■ **Task to complete**: Please quote every row below word for word, changing nothing.

--- Start Data shown ---

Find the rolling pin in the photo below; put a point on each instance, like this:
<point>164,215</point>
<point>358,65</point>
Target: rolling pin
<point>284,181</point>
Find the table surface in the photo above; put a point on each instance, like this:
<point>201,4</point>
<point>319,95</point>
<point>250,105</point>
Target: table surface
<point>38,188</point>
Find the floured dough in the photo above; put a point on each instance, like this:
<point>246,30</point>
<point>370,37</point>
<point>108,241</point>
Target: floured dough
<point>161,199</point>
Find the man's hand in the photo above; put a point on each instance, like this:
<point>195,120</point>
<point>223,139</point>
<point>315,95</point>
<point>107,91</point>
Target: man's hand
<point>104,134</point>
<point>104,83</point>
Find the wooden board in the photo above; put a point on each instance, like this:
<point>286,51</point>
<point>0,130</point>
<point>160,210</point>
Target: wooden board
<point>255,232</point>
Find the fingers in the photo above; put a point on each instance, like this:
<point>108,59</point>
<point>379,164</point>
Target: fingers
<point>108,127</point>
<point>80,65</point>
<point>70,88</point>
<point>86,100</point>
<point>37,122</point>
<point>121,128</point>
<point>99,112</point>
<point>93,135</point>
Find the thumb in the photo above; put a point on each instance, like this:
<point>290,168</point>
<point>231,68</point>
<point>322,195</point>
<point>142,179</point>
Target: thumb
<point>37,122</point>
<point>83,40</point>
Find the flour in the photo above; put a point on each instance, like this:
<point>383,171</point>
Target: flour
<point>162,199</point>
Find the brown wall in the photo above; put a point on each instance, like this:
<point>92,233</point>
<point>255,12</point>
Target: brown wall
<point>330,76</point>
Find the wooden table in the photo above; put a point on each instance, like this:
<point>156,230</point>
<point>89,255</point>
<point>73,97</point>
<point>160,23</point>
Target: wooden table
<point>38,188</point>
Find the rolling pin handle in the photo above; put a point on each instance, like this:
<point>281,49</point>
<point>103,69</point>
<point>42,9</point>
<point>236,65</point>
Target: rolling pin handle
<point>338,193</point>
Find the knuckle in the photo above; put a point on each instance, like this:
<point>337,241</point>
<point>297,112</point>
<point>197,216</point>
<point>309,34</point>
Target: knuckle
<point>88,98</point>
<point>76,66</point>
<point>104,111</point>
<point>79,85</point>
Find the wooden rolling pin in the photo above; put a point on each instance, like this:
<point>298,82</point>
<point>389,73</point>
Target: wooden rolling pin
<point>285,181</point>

--- End Data shown ---

■ **Exercise output**:
Find the rolling pin in the photo below; put a point on each instance, like this:
<point>164,215</point>
<point>358,65</point>
Target: rolling pin
<point>284,181</point>
Find the table surface in the photo above; put a point on each instance, like this:
<point>201,4</point>
<point>319,95</point>
<point>250,105</point>
Target: table surface
<point>38,188</point>
Find the floured dough in the photo above; put a point on each instance, like this:
<point>246,30</point>
<point>370,37</point>
<point>108,241</point>
Target: floured dough
<point>161,199</point>
Find the man's hand in the photo above; put a point on each instance, like this:
<point>195,120</point>
<point>223,139</point>
<point>315,95</point>
<point>107,91</point>
Target: man's hand
<point>104,134</point>
<point>104,83</point>
Find the wooden board in the photo above; put a point on each instance, like this:
<point>286,51</point>
<point>0,130</point>
<point>160,210</point>
Target: wooden board
<point>255,232</point>
Find the fingers in the photo above; put a point on each instance, like this:
<point>108,59</point>
<point>379,164</point>
Target: fingers
<point>108,127</point>
<point>80,65</point>
<point>70,88</point>
<point>86,100</point>
<point>37,122</point>
<point>121,128</point>
<point>99,112</point>
<point>93,135</point>
Find the thumb in the photo above; put a point on each instance, like this:
<point>290,168</point>
<point>231,68</point>
<point>322,195</point>
<point>142,179</point>
Target: thumb
<point>37,122</point>
<point>83,40</point>
Find the flour in the photo above; put a point on each instance, like this:
<point>383,171</point>
Target: flour
<point>162,199</point>
Find the brown wall in the photo above; put a point on each instance, like this:
<point>92,233</point>
<point>255,12</point>
Target: brown wall
<point>330,76</point>
Find the wooden table in the photo above; put a point on each instance, like this:
<point>156,230</point>
<point>89,255</point>
<point>73,97</point>
<point>160,23</point>
Target: wooden table
<point>38,188</point>
Find the rolling pin handle in the photo above; put a point on each instance, like this:
<point>281,49</point>
<point>103,69</point>
<point>42,9</point>
<point>236,65</point>
Target: rolling pin handle
<point>338,193</point>
Find the knuckle in the photo above; put a point on each instance, like this:
<point>337,241</point>
<point>297,112</point>
<point>197,216</point>
<point>309,34</point>
Target: knuckle
<point>88,98</point>
<point>76,66</point>
<point>104,111</point>
<point>79,85</point>
Find the wooden rolling pin in the photo above; put a point on each instance, like this:
<point>298,82</point>
<point>389,73</point>
Target: wooden rolling pin
<point>285,181</point>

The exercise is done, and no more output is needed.